CONSEGNA
Traduci in inglese questa frase del testo fornito: «Nella mia esperienza professionale, mi sono resa conto che quello che manca è un'integrazione del lavoro dei vari settori dell'amministrazione pubblica.»

La cassetta degli attrezzi
«Ma è anche necessario il rinnovo della cassetta degli attrezzi, cioè degli strumenti, delle regole, dei piani e dei progetti, visto che gli impianti normativi attualmente a nostra disposizione sono stati pensati per città in espansione, cioè l’esatto contrario del risultato che stiamo cercando di raggiungere. Per perseguire concretamente questi obbiettivi ci sarà bisogno di una pubblica amministrazione che possa diventare un faro e uno stimolo di evoluzione per tutto il settore, attraverso una rinnovata e migliore capacità di comprendere e affrontare le necessità di questo difficile momento storico. E se le amministrazioni riusciranno a recuperare la capacità di spesa, e se riusciranno a essere attori principali della progettazione degli interventi, questo obiettivo potrà essere raggiungibile. La mappa dei lavori pubblici, in programma e in atto, potrebbe così diventare una mappa che mostrerà come saranno le città del futuro».

Progettazione organica
«Vedete, io lavoro in uno studio professionale da 33 anni e mi sono sempre occupata di pianificazione urbanistica. Quindi sono sempre stata, anche se in modo indiretto, all’interno dell’amministrazione comunale di Livorno. Prima di entrare di fatto nell’amministrazione come assessora, sono stata anche una dirigente a contratto come tecnica per il Comune. Nella mia esperienza professionale, mi sono resa conto che quello che manca è un’integrazione del lavoro dei vari settori dell’amministrazione pubblica. Ciascuno di essi tende infatti ad operare come un compartimento stagno, guardando alla propria parte, ma senza coinvolgere o anche solo interpellare gli altri. Come penso sia ormai evidente, però, il settore edile, e in particolare l’edilizia pubblica, richiede un approccio trasversale da parte di diversi attori, diverse competenze e diverse professionalità. Solo in questo modo è possibile mettere in piedi una vera e propria progettazione organica dei lavori pubblici, che abbia l’ambizione di rigenerare un’intera città, e non solo di recuperare un edificio. Ma ancora troppo spesso si lavora su delle specifiche direttive, piuttosto che su un’ampia progettualità».

SEZIONE DATI
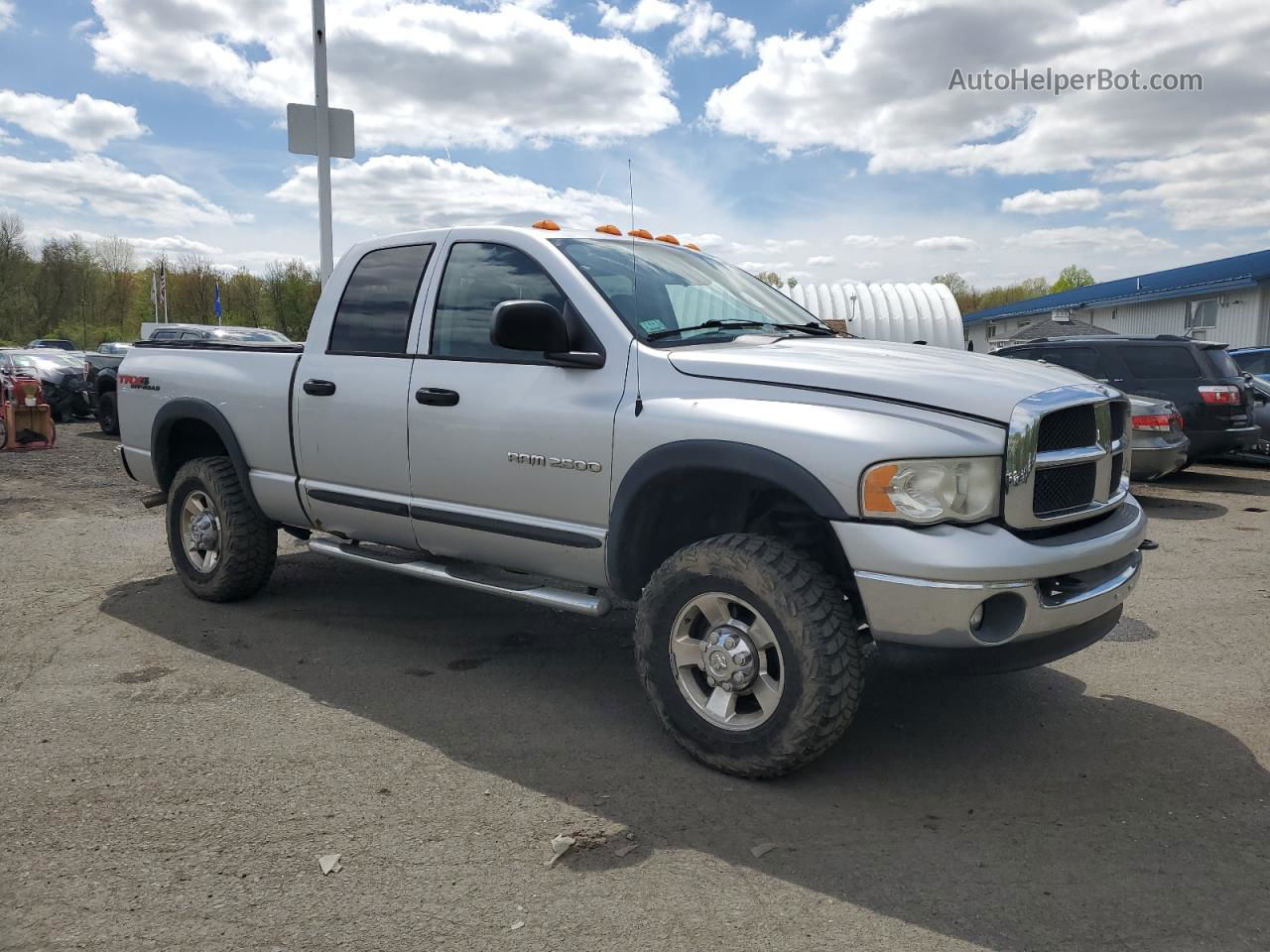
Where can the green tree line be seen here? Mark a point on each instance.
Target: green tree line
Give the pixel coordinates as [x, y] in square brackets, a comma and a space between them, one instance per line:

SOLUZIONE SVOLTA
In my professional experience, I realized that what is missing is an integration of the work of the various sectors of public administration.